Lasers are essential tools for observing, detecting, and measuring things in the natural world that we can’t see with the naked eye. But the ability to perform these tasks is often restricted by the need to use expensive and large instruments.
Ultrafast mode-locked lasers are indispensable to unlocking the secrets of the fastest timescales in nature, such as the making or breaking of molecular bonds during chemical reactions, or light propagation in a turbulent medium. The high-speed, pulse-peak intensity and broad-spectrum coverage of mode-locked lasers have also enabled numerous photonics technologies, including optical atomic clocks, biological imaging, and computers that use light to calculate and process data.
Unfortunately, state-of-the-art mode-locked lasers are currently expensive, power-demanding tabletop systems that are limited to laboratory use.
“Our goal is to revolutionize the field of ultrafast photonics by transforming large lab-based systems into chip-sized ones that can be mass produced and field deployed,” said Guo, a faculty member with the CUNY Advance Science Research Center’s Photonics Initiative and a physics professor at the CUNY Graduate Center. “Not only do we want to make things smaller, but we also want to ensure that these ultrafast chip-sized lasers deliver satisfactory performances. For example, we need enough pulse-peak intensity, preferably over 1 Watt, to create meaningful chip-scale systems.”

# INFORMATION

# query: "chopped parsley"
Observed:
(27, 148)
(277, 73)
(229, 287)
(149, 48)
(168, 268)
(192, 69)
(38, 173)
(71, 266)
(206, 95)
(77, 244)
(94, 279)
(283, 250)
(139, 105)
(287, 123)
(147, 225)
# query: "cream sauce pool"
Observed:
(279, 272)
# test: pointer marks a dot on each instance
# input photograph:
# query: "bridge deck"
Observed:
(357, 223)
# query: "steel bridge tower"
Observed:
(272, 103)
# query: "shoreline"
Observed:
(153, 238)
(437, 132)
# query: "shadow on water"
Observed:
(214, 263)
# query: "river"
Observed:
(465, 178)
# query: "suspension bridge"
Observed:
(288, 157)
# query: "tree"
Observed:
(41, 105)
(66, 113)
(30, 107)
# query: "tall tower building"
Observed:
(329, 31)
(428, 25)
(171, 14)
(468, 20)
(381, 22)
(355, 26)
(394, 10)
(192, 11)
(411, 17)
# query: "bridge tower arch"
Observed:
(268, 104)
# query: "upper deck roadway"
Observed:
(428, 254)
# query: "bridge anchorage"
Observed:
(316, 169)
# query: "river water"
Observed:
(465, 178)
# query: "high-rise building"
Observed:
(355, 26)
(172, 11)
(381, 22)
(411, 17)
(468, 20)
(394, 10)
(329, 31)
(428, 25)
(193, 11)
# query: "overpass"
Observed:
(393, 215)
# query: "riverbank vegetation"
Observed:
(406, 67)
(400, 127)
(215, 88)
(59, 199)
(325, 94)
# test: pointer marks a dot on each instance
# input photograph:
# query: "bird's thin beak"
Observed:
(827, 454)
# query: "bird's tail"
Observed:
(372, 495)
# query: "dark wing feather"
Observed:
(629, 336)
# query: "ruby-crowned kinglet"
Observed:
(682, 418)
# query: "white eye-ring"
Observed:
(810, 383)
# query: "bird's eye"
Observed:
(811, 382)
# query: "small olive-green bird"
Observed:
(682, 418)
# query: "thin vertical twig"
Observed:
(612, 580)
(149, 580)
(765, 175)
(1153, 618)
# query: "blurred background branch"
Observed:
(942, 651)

# TASKS AND EXERCISES
**a)** According to the text on mode-locked lasers, what pulse-peak intensity is preferably needed to create meaningful chip-scale systems?
**b)** Reproduce the text on mode-locked lasers word for word, everything from "Lasers are essential" down to "to laboratory use.".

# ANSWERS FOR EACH ITEM
**a)** Over 1 Watt.

**b)**
Lasers are essential tools for observing, detecting, and measuring things in the natural world that we can’t see with the naked eye. But the ability to perform these tasks is often restricted by the need to use expensive and large instruments.
Ultrafast mode-locked lasers are indispensable to unlocking the secrets of the fastest timescales in nature, such as the making or breaking of molecular bonds during chemical reactions, or light propagation in a turbulent medium. The high-speed, pulse-peak intensity and broad-spectrum coverage of mode-locked lasers have also enabled numerous photonics technologies, including optical atomic clocks, biological imaging, and computers that use light to calculate and process data.
Unfortunately, state-of-the-art mode-locked lasers are currently expensive, power-demanding tabletop systems that are limited to laboratory use.